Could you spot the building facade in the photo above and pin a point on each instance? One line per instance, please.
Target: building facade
...
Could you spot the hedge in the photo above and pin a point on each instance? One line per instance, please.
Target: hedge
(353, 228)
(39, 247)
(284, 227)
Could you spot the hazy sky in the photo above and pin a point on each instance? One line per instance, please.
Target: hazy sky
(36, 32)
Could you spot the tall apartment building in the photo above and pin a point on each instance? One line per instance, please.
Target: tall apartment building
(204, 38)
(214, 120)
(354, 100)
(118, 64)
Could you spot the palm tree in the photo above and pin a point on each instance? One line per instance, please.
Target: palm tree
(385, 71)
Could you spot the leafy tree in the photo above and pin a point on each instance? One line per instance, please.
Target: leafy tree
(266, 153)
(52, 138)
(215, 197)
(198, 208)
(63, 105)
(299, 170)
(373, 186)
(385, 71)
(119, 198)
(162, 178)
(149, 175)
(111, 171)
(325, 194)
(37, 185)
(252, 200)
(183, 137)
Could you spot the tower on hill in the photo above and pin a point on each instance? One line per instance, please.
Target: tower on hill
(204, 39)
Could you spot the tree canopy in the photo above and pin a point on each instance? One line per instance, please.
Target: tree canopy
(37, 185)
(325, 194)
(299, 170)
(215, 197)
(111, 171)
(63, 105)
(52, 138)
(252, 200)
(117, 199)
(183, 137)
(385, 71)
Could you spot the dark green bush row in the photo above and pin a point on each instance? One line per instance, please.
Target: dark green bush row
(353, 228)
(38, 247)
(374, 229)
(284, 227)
==
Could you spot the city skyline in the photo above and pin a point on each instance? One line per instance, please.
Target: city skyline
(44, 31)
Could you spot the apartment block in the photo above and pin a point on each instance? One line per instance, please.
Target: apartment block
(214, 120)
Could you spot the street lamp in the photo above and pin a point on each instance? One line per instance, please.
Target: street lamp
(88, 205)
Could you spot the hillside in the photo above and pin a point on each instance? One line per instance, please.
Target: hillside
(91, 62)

TO DO:
Only the lines above from the line with "Could you spot the building" to the line with "Target: building facade", those two lines included, should be reproduced exactly.

SOLUTION TO THIS PROBLEM:
Could you spot the building facade in the photo above and pin a point on each instance? One line per instance, please.
Target: building facade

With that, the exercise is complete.